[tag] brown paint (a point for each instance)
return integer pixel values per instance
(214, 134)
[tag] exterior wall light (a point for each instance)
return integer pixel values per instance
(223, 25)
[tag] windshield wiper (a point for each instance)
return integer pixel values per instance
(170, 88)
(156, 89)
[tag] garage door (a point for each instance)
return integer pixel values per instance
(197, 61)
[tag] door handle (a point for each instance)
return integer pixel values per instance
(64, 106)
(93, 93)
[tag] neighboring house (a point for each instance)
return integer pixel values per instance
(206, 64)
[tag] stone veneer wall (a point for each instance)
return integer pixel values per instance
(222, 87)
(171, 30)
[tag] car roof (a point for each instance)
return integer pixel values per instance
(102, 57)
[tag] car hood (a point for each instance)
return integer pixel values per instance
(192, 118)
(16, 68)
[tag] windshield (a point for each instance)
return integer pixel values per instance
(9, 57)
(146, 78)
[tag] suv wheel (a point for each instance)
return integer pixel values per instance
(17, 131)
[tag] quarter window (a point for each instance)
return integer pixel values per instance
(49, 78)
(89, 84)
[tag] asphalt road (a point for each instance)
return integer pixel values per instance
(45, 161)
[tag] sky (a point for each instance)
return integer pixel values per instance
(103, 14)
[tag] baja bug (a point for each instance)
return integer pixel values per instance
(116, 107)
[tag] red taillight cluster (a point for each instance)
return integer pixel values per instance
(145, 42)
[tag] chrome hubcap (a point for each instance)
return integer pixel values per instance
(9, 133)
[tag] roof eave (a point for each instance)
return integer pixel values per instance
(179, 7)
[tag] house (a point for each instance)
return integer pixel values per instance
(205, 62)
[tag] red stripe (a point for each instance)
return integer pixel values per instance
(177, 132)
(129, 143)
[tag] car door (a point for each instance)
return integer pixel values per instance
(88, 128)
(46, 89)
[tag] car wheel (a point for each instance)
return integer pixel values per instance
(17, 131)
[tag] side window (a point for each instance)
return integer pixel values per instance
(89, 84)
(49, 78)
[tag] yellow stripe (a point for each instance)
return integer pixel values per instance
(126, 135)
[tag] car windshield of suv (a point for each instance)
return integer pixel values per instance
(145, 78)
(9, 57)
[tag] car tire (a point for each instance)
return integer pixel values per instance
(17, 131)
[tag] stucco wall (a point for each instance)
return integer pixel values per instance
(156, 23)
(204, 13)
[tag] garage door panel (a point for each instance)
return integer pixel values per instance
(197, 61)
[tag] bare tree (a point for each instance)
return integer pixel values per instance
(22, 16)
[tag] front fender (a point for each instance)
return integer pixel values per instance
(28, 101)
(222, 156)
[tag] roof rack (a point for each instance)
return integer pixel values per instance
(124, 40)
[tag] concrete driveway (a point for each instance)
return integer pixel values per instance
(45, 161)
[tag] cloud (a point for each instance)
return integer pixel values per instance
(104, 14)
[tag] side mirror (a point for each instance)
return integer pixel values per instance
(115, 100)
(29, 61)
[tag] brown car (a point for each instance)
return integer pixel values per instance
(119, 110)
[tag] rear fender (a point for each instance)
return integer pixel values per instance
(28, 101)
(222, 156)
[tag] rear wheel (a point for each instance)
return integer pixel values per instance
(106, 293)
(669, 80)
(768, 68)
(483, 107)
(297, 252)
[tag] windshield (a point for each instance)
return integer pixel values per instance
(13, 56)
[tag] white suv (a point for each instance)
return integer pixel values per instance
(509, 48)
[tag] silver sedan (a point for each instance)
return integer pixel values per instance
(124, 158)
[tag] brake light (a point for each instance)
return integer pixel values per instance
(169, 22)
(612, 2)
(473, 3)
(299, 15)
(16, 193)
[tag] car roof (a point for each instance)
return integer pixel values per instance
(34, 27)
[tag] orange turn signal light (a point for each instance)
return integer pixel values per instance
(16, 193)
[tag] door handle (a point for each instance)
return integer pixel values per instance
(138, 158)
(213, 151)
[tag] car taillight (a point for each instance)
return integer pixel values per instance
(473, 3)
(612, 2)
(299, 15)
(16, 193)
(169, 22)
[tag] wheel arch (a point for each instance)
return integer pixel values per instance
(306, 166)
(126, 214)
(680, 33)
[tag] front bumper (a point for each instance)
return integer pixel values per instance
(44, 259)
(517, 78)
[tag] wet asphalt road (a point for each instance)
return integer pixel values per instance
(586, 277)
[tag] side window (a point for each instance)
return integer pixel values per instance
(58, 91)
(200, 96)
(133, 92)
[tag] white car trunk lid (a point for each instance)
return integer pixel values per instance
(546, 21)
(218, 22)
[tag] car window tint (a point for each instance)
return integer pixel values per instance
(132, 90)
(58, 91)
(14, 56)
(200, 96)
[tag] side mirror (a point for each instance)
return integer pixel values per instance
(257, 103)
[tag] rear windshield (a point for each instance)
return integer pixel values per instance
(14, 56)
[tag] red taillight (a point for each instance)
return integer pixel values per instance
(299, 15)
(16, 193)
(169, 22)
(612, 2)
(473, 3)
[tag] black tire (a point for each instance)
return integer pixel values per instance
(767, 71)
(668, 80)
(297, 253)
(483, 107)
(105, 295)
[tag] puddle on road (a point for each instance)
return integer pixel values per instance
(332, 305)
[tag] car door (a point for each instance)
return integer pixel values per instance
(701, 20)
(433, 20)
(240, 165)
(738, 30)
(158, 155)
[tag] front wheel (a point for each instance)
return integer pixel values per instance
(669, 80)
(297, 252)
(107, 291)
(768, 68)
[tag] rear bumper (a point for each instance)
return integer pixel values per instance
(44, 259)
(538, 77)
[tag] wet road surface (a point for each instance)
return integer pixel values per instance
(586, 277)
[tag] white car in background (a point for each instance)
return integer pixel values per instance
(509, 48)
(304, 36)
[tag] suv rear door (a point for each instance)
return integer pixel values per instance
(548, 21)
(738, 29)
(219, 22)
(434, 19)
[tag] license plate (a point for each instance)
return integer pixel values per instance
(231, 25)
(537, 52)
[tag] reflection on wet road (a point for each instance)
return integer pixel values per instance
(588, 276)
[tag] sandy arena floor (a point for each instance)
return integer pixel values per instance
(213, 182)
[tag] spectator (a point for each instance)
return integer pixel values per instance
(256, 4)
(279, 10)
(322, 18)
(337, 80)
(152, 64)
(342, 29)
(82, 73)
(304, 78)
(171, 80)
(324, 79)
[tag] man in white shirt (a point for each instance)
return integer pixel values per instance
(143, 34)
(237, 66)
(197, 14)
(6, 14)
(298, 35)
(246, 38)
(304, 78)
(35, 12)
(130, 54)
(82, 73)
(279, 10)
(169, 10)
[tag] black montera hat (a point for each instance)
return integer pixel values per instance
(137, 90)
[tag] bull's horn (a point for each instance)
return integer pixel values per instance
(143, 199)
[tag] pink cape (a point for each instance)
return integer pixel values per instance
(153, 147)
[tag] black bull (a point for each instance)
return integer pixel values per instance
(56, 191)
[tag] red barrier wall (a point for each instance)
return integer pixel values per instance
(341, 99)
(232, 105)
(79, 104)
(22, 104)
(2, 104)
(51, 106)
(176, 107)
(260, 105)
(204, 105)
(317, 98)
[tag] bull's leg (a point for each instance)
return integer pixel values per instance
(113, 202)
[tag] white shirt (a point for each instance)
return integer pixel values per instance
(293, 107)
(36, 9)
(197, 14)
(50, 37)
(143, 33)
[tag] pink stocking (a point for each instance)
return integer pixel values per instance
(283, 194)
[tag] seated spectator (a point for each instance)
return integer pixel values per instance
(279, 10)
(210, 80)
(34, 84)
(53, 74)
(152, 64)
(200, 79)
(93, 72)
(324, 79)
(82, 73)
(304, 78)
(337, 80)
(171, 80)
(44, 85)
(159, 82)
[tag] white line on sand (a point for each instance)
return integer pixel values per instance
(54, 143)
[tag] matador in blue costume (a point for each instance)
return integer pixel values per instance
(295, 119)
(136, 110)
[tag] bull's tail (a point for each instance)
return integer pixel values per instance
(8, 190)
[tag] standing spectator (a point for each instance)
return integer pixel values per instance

What the exercise asks
Please copy the lines in the records above between the one holding "[tag] bull's horn (a point for each instance)" and the one holding "[tag] black bull (a point for each instance)", inclusive, exactly and with no other line.

Answer section
[tag] bull's horn (a point for each instance)
return integer pixel values per instance
(143, 199)
[tag] pink cape (a point for each instance)
return integer pixel values per instance
(153, 147)
[tag] black bull (a point for each instance)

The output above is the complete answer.